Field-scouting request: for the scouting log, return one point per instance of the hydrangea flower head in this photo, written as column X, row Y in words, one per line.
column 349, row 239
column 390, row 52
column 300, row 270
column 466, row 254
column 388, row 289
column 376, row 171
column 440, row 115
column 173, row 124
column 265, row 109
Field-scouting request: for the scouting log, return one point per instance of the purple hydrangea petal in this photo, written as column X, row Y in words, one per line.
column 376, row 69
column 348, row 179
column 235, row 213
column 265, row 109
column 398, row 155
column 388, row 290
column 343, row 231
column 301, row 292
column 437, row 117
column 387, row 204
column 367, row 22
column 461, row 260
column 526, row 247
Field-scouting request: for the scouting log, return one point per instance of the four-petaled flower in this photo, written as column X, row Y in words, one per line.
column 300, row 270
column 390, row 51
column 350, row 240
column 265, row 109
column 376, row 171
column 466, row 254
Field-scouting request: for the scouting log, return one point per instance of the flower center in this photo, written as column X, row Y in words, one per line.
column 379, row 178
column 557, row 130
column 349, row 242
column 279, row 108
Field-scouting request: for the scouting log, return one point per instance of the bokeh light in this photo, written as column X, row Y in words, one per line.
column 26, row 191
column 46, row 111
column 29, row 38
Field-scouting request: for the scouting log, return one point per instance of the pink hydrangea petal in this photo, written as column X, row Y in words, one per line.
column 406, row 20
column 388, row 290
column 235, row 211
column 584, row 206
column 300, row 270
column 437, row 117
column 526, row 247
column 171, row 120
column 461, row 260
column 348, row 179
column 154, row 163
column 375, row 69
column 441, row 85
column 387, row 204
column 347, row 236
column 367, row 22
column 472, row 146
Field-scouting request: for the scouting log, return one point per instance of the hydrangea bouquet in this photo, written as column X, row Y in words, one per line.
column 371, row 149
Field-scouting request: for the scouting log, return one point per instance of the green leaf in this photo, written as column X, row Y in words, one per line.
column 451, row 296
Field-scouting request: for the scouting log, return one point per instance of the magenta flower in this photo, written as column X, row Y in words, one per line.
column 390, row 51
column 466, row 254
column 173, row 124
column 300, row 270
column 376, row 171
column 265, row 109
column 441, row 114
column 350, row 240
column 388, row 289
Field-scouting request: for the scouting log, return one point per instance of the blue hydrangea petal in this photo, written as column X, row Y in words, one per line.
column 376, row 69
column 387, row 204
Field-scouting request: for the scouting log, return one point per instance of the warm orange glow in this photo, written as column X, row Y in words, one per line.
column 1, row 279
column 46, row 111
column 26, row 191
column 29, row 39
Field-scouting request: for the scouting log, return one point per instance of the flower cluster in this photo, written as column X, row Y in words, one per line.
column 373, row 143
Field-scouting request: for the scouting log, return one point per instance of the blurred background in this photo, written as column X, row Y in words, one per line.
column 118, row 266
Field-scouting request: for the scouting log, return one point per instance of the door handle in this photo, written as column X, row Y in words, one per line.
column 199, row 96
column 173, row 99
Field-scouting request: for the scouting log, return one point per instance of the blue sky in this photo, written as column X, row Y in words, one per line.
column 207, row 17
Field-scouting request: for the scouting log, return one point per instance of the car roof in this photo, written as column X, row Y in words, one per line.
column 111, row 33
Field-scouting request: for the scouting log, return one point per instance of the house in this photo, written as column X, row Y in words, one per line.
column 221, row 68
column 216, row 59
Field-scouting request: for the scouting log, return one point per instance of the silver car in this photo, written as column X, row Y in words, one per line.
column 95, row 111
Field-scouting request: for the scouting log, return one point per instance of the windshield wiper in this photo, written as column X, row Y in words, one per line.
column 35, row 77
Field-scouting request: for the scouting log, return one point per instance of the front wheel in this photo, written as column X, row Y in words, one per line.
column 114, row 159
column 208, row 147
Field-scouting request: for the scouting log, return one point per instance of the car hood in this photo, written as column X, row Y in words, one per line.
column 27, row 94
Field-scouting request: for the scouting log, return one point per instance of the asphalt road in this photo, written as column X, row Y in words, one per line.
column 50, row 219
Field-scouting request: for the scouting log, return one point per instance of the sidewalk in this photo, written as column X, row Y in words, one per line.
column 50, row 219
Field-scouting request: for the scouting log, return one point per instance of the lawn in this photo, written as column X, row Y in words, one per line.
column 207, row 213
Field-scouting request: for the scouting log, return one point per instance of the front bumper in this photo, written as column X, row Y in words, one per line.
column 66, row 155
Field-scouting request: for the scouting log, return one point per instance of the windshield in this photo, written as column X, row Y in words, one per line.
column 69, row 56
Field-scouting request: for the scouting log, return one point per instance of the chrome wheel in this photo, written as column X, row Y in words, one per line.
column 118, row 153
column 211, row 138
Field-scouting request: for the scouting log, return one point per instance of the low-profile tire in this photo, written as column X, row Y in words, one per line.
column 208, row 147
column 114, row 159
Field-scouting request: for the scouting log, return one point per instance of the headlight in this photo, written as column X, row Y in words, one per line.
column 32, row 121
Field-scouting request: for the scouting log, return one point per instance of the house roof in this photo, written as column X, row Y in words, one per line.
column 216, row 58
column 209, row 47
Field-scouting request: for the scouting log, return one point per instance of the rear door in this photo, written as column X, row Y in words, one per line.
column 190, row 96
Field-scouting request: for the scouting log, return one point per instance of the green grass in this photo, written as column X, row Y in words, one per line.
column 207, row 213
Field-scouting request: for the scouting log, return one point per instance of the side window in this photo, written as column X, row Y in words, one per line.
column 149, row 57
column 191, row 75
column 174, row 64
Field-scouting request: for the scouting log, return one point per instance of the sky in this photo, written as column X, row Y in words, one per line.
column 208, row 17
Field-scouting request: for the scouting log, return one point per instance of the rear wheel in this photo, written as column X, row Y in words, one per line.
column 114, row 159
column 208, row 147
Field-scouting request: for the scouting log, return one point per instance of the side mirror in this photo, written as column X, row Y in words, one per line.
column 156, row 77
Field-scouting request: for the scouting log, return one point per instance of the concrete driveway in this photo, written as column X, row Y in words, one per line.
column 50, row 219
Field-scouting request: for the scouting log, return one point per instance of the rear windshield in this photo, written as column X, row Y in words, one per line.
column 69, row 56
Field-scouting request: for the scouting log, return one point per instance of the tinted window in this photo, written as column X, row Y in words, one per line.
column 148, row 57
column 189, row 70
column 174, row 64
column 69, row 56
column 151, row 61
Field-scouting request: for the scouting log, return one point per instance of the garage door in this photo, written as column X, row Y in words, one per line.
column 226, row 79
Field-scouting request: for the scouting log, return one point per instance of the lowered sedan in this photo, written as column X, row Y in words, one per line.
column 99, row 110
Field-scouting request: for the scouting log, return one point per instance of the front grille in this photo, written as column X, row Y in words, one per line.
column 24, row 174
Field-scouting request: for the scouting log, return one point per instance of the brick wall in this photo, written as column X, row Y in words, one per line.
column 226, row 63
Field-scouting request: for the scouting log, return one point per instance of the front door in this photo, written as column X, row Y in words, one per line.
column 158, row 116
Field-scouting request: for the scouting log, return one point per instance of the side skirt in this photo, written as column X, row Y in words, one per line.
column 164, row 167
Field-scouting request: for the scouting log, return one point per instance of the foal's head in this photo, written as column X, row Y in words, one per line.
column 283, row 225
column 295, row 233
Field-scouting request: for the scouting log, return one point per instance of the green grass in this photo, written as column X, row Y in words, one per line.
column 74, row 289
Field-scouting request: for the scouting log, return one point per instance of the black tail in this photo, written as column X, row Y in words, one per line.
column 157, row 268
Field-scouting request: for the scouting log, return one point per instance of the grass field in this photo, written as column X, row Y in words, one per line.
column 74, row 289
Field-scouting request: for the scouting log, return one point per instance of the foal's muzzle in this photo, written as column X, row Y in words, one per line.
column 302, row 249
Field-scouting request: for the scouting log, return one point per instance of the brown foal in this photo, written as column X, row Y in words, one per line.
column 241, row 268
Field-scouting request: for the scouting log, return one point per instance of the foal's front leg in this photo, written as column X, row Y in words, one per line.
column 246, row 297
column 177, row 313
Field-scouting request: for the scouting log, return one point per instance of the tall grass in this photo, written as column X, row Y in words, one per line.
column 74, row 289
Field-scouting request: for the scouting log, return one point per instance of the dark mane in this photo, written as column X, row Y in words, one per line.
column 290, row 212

--

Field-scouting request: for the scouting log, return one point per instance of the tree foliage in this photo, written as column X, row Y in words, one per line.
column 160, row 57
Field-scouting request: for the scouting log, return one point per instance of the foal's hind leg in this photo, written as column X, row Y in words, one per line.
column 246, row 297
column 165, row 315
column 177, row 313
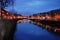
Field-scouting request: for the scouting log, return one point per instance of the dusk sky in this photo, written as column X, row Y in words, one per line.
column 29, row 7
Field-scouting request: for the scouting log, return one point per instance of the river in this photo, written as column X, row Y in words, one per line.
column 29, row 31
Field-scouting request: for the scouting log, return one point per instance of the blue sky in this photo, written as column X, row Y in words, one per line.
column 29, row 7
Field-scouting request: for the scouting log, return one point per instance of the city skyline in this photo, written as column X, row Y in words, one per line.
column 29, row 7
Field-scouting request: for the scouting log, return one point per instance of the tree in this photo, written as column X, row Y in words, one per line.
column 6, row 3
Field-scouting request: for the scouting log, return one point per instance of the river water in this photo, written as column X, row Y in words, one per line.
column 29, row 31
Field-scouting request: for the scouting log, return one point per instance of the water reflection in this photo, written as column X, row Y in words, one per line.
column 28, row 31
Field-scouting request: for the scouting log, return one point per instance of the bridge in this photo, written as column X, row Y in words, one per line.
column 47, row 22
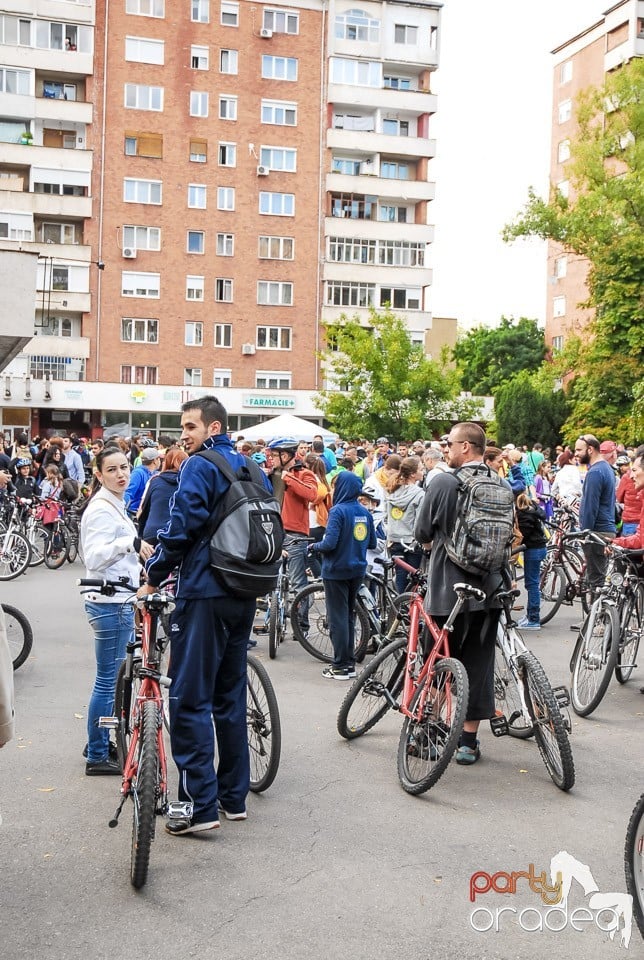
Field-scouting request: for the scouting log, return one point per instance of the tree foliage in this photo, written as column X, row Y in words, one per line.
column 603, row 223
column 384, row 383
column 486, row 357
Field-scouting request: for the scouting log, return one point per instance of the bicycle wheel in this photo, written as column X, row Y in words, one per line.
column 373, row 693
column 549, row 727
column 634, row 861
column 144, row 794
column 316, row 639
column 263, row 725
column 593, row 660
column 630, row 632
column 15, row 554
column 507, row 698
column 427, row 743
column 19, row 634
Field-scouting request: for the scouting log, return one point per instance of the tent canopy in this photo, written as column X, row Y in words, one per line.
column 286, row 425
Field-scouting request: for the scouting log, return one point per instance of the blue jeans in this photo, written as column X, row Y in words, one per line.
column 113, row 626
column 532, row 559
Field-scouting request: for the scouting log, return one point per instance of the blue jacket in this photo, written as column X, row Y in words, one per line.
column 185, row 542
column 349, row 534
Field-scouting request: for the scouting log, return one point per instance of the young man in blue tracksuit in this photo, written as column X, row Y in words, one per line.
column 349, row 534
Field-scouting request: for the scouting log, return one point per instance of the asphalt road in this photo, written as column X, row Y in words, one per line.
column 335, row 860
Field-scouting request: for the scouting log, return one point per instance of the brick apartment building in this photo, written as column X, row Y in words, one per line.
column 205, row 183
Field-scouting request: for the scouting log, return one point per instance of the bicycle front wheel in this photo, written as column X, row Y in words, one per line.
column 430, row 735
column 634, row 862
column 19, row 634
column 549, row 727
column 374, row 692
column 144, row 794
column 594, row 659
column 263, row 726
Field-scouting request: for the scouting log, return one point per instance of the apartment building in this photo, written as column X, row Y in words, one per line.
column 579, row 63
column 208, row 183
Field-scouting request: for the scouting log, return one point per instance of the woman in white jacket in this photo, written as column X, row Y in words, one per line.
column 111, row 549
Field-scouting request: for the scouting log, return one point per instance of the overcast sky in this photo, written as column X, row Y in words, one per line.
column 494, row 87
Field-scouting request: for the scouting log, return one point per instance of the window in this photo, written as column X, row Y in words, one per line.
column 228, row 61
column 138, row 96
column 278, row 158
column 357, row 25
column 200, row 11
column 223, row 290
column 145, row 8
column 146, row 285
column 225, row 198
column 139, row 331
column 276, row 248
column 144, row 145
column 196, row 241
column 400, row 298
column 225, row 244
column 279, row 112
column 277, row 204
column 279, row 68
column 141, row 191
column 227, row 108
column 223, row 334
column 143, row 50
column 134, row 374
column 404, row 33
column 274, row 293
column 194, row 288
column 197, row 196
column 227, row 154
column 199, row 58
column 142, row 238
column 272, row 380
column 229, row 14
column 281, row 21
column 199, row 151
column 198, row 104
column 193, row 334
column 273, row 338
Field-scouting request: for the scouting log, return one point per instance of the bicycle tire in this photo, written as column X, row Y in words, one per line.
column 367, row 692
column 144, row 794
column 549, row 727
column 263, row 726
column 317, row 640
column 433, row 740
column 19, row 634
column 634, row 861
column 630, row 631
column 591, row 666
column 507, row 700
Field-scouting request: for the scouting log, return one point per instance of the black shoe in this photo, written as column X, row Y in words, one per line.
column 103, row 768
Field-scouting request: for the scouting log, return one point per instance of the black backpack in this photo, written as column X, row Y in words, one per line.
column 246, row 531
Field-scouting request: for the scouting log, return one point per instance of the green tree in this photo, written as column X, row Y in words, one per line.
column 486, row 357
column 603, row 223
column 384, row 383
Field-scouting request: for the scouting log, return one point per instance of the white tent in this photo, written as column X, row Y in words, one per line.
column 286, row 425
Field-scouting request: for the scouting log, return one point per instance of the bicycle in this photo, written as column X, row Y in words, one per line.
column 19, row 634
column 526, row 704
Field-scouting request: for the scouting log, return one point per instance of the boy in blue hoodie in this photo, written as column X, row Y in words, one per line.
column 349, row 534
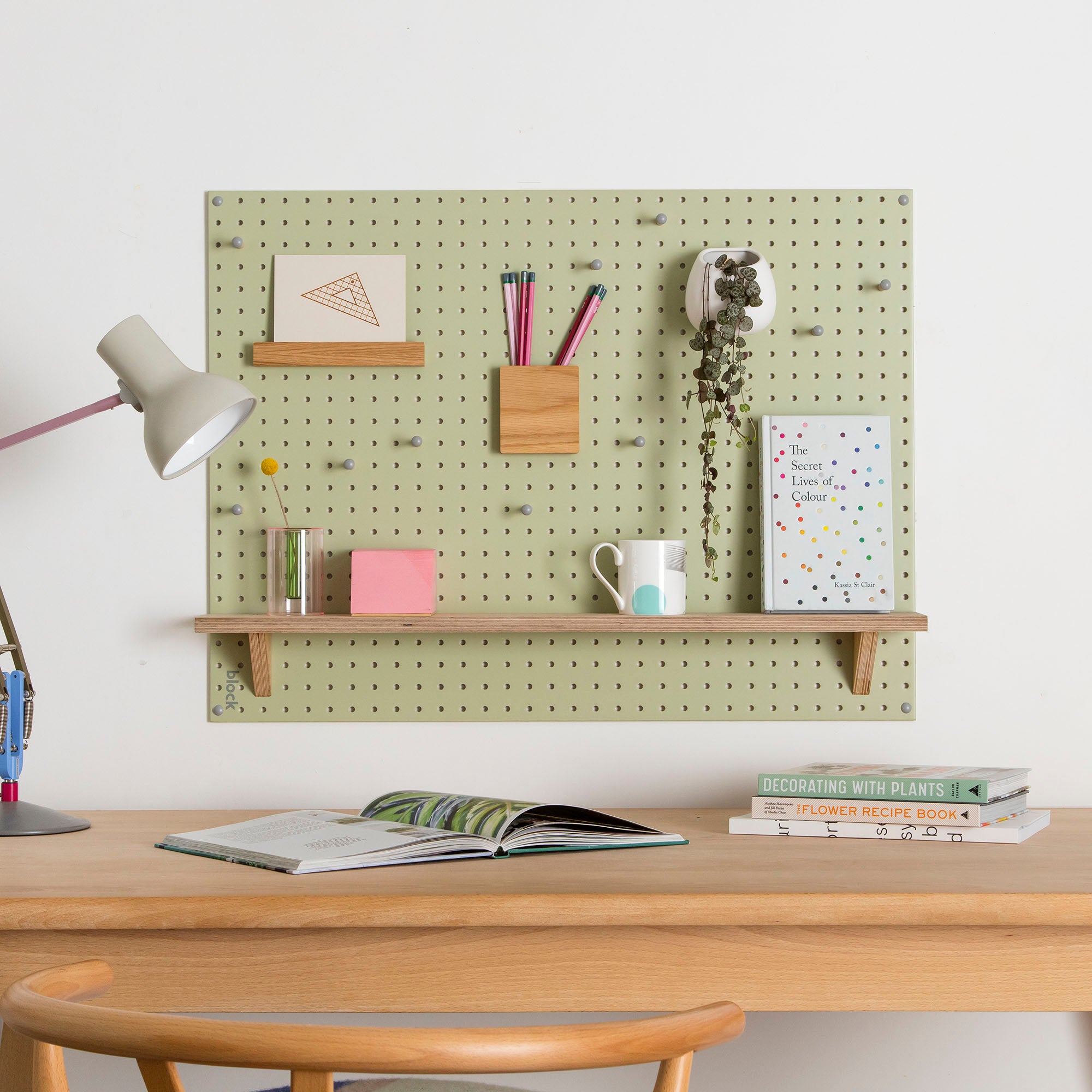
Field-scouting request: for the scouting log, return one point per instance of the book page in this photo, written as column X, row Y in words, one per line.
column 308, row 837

GIVEN INSTRUCTION:
Duplicate everything in the records from the line containing "of the grass" down to the line containing "column 290, row 212", including both of those lines.

FULL ANSWER:
Field-scouting request: for the scouting log, return one point per instance of the grass field in this photo, written as column X, row Y in words, one per line.
column 74, row 289
Field-scouting request: for the scouting log, return one point per instance of the foal's muzzle in this photo, written as column X, row Y in words, one per line.
column 302, row 249
Field-scouting request: for the scouting log, return one point per instance of the brown foal in this photo, written as column X, row Y in words, one per line.
column 241, row 268
Field-scouting request: for the scouting log, return one point per instance of the foal's front leg in this photo, written as column X, row Y in words, one per line.
column 246, row 297
column 177, row 313
Field-scouting request: for the scouting log, return one point per instance of the tall grass in this photo, written as column X, row Y in words, one per line.
column 74, row 289
Field-scouting request: for the scouting log, return one point per instance of the dark mane in this photo, written as column X, row Y in words, one per line.
column 290, row 212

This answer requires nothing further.